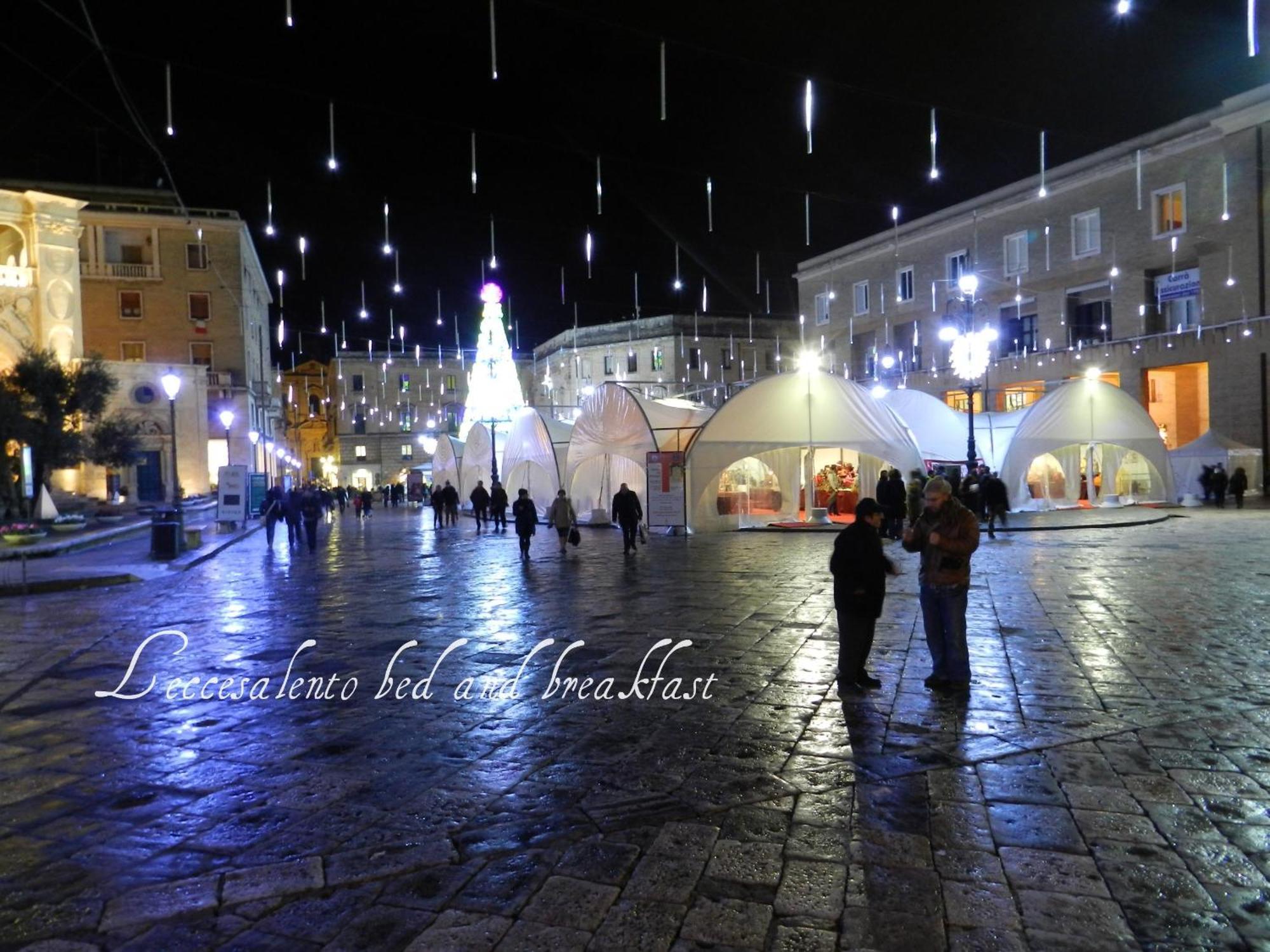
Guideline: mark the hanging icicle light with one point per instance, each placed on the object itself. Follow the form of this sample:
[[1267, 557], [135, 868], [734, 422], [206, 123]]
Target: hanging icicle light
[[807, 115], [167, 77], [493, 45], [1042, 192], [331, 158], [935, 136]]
════════════════════
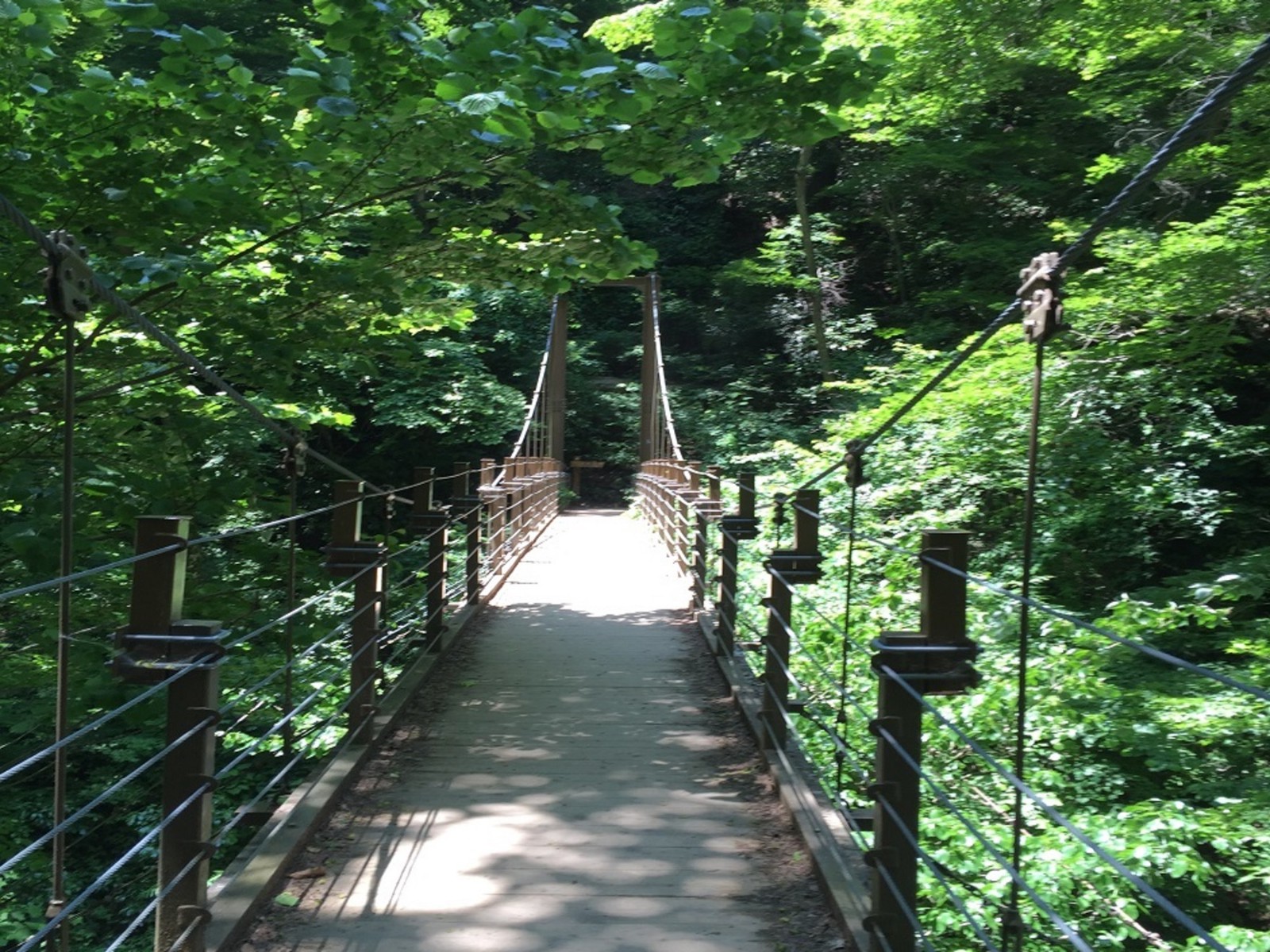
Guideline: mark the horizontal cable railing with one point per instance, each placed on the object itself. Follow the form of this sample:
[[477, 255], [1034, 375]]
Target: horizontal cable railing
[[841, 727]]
════════════════════
### Instructions to follow
Take the lines starting with the one containing "Guideline: mark the hanging" and going on through the one containing "158], [935, 136]]", and write them out again with "icicle light" replaced by "string light" and nothing else changed.

### Solution below
Guideline: mark the hanging string light with one point per instance, each placed on the object itself. Follow the form of this sample:
[[1267, 557], [135, 868], [734, 422], [206, 123]]
Target: hanging string light
[[807, 115], [167, 77], [493, 45], [1042, 192], [331, 158], [935, 136]]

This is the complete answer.